[抜粋本文]

- 糸井
- 今まで(自分の写真を)出さないでいた理由っていうのは。
- 浅生
- 何か「めんどくさい」が。
- 糸井
- 今の時代、出さなくっても結構なところまで商売できるんですよね。
- 浅生
- そうなんです。
- 糸井
- そういう “虫のいいこと” を考えてるわけですよね(笑)。
- 浅生
- そうです。
- 糸井
- NHKの仕事してたときは、
NHKのペンネームじゃないですか、
NHK_PRっていう。
あれが俺だっていうのはマズイわけですよね。
あの時代は。
- 浅生
- あの時代はそうですね。
- 糸井
- だから、あのときは “あのときの隠しごと” が
あったわけですよね。
- 浅生
- はい。つねに “隠しごと” があるんです。
- 糸井
- ねぇ?
幼少時からずっとあるわけですか?
- 浅生
- 常に、隠しごと “だけ” が、つきまとう。
- 糸井
- (笑)隠しごとの歴史を語る。
- 糸井
- 写真でわかっちゃったことだけど
「あなた日本人じゃないですね」っていうことで、
「ワッカリマセン」って言えば、
通じちゃうような外見ですよね。
- 浅生
- ただ、意外に通じないんですよね。
- 糸井
- 「お前日本人だろう」って言うの?
- 浅生
- 言われるんです。
もう、いちいち説明するのがめんどくさくて。
常にみんなが「どっちかな?」って思うんですよね。
- 糸井
- はい。
- 浅生
- そうすると必ず、
「ぼくは、日本生まれの日本人なんですけど、父方がヨーロッパの血が入ってて‥‥」
みたいなことを毎回言わなきゃいけないんですね。
聞く人は1回なんですけど、言う側は子どもの頃から何万回って言ってて、もう飽きてるんですよね。

[依頼] 上の対談で“ ”に囲まれている語句を、出てくる順にすべて書き出してください。

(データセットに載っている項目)
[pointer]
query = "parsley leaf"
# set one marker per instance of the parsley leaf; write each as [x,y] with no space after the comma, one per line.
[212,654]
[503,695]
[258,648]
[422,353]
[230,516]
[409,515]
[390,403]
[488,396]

[回答]
虫のいいこと
あのときの隠しごと
隠しごと
だけ